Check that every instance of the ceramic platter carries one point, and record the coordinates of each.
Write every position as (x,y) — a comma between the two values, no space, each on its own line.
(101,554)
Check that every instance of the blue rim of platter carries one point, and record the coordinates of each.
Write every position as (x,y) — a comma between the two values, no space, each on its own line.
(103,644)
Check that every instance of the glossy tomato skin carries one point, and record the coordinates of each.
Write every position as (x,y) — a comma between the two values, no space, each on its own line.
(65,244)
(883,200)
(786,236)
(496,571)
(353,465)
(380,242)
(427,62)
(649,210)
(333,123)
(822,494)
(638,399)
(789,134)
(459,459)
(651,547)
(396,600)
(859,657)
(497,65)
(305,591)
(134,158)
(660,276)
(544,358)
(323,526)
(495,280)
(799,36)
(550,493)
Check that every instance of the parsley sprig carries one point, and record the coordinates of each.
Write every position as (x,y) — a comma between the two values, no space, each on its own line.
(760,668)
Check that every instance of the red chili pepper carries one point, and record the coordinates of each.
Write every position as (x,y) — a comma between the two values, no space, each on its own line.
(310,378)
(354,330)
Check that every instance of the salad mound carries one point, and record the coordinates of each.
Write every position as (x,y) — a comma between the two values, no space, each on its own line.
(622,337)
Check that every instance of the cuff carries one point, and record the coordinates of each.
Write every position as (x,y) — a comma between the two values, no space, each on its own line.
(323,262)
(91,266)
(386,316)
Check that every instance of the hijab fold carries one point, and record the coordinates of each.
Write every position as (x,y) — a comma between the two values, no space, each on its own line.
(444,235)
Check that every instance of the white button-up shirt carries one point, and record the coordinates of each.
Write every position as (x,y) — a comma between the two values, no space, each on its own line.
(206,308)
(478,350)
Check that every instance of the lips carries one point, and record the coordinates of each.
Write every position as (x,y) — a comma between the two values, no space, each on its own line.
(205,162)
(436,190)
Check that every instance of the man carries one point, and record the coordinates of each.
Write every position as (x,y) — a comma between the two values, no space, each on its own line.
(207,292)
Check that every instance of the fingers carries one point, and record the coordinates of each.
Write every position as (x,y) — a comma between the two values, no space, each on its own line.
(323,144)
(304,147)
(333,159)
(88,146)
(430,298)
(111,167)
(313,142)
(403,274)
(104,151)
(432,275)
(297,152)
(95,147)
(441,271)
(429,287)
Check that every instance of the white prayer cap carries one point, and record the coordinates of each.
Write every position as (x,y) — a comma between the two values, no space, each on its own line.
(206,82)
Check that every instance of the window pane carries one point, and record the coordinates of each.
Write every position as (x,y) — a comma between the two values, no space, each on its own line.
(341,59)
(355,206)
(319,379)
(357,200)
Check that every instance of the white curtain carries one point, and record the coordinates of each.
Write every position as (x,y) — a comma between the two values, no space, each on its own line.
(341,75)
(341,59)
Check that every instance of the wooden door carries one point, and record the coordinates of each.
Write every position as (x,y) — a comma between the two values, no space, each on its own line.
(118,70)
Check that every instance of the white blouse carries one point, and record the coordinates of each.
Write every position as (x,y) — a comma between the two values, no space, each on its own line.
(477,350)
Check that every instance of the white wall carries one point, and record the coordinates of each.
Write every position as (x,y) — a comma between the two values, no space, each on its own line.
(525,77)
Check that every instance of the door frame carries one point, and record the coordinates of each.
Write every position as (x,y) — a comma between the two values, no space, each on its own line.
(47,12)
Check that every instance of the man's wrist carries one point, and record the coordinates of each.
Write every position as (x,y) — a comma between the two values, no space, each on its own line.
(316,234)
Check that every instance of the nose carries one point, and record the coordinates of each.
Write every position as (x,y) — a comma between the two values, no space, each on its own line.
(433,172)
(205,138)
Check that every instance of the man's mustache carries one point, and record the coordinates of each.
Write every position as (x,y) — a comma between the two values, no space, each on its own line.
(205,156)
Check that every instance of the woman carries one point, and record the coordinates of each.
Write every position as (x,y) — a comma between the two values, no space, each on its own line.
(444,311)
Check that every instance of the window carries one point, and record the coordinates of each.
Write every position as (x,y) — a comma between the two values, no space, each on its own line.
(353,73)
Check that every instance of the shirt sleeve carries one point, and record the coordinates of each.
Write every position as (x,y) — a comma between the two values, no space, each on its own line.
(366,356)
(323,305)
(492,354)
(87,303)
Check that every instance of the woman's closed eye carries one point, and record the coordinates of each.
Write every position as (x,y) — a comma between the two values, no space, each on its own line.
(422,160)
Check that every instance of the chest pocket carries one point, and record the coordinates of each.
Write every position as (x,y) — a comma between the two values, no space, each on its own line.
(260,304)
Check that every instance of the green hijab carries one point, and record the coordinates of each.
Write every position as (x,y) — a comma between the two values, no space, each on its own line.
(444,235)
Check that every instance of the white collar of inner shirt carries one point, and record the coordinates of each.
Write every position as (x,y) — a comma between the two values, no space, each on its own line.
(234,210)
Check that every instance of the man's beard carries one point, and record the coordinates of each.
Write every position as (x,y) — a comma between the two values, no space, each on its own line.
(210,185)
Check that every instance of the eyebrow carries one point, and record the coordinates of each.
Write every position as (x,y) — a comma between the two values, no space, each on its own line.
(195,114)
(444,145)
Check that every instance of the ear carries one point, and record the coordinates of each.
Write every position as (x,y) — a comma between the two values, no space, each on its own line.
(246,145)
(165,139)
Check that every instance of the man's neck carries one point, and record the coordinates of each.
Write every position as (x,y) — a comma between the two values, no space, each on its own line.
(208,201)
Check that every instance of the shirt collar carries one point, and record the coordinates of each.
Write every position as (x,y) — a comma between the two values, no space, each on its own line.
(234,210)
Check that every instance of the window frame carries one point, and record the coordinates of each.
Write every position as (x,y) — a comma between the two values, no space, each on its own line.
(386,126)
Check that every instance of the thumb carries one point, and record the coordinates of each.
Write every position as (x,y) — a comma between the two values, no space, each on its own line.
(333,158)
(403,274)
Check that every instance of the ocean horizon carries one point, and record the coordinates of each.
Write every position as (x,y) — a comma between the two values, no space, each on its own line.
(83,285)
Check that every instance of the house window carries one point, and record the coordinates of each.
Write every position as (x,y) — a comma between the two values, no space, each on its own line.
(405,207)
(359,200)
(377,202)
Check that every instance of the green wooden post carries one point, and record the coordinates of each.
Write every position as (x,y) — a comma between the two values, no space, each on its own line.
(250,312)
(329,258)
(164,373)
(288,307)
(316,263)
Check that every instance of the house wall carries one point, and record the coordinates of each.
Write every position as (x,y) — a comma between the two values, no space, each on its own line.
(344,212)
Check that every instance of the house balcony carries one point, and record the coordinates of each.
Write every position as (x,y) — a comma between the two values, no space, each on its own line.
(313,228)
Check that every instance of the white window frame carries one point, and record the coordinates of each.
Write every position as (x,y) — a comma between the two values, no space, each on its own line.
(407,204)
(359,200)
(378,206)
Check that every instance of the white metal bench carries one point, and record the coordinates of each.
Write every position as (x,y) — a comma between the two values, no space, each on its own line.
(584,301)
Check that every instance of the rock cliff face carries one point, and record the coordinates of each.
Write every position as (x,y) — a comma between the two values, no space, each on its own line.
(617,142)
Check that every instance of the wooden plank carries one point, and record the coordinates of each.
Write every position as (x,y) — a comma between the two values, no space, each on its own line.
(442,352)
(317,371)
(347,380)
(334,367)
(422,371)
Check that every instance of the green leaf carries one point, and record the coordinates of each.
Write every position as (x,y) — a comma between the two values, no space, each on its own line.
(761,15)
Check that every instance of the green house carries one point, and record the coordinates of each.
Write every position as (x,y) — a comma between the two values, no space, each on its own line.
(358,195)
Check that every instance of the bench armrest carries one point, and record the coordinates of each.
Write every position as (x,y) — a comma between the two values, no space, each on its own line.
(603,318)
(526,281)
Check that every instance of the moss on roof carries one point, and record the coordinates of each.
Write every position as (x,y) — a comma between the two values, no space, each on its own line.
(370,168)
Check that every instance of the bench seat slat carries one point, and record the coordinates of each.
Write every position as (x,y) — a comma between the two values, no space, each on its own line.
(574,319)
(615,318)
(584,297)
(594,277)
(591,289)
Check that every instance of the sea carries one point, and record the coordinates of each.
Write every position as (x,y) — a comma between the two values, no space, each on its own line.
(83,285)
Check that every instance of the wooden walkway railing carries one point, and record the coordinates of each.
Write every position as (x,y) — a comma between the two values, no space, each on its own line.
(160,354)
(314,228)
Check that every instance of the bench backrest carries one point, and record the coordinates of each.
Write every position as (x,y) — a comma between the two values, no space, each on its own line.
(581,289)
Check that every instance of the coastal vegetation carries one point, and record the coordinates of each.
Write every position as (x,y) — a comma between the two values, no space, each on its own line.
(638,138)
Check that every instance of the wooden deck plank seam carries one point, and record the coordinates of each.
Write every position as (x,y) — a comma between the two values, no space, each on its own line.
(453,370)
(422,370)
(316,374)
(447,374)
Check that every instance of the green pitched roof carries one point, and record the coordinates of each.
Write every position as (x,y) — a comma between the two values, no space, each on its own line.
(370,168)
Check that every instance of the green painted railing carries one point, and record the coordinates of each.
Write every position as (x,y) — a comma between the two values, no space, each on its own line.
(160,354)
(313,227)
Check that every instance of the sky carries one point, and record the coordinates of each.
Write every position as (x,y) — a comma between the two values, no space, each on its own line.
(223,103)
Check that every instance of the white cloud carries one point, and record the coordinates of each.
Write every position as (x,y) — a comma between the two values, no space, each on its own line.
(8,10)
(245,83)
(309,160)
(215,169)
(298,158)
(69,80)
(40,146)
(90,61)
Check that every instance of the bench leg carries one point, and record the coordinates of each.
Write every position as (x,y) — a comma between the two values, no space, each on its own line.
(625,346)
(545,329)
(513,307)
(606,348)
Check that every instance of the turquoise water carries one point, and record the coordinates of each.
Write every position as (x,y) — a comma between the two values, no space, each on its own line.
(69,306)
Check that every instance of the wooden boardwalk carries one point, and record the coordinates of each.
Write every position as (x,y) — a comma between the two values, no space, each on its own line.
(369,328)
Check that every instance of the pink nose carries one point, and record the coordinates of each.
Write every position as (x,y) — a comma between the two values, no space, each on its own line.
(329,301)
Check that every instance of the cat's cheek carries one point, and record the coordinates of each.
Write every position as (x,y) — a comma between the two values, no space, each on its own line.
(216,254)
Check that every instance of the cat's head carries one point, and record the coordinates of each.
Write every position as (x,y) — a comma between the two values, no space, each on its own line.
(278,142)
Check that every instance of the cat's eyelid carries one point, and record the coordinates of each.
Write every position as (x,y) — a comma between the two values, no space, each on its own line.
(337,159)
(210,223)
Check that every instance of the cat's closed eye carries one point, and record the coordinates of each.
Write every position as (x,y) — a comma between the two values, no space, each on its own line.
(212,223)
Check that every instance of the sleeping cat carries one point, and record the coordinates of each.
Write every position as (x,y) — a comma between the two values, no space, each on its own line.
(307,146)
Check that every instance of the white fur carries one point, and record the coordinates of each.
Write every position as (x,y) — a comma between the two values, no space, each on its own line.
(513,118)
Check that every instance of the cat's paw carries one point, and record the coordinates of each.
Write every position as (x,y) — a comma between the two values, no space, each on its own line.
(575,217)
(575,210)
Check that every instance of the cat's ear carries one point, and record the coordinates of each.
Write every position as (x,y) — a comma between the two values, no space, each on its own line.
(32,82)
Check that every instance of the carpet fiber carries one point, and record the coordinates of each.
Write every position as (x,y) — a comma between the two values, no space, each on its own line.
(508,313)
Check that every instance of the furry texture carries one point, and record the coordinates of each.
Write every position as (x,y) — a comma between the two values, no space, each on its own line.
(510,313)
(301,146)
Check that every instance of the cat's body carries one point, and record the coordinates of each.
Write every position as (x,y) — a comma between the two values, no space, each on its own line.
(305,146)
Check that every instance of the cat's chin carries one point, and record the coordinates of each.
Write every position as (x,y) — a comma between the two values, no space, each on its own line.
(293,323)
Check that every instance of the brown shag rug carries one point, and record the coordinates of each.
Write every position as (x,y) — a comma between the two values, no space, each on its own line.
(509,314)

━━━

→ **TASK DETAILS**:
Starting at the line containing "Check that every instance of the cat's paw" and ending at the final line of the material, write out every line again. Keep all wording unchanged, but multiply each answer coordinate by 0.2 and round it to a whole number, with halves rounded up.

→ **EXERCISE OUTPUT**:
Check that every instance of the cat's paw carries one point, and record the coordinates of each.
Write every position as (x,y) — a comma between the two values, no space, each on its own line.
(115,43)
(115,42)
Check that every instance of the cat's ear carries one point, and record the coordinates of each.
Write every position as (x,y) — a comma between the two values, no space, each on its own line.
(6,16)
Check that every instance of the carpet fiber carries one point, and record the coordinates of each.
Write every position as (x,y) — a comma between the two values, no space, each on its own line.
(102,63)
Check that every instance of the furry texture carries one point, and record the coordinates of each.
Write every position as (x,y) — a comma between the two values, no space, each on its own line.
(102,63)
(60,29)
Check that every instance of the cat's body carries one point, and record the coordinates of each.
Write every position as (x,y) — a comma between the two values, no space, each on its own line.
(61,29)
Check that every instance of the cat's chin carries one point, and record the coordinates of each.
Write every position as (x,y) — a comma between the two values, no space, each on its own line.
(59,65)
Check that every instance of the brown shag rug carries one point, and record the coordinates of each.
Write every position as (x,y) — a comma between the two values, no space, each on its own line.
(102,63)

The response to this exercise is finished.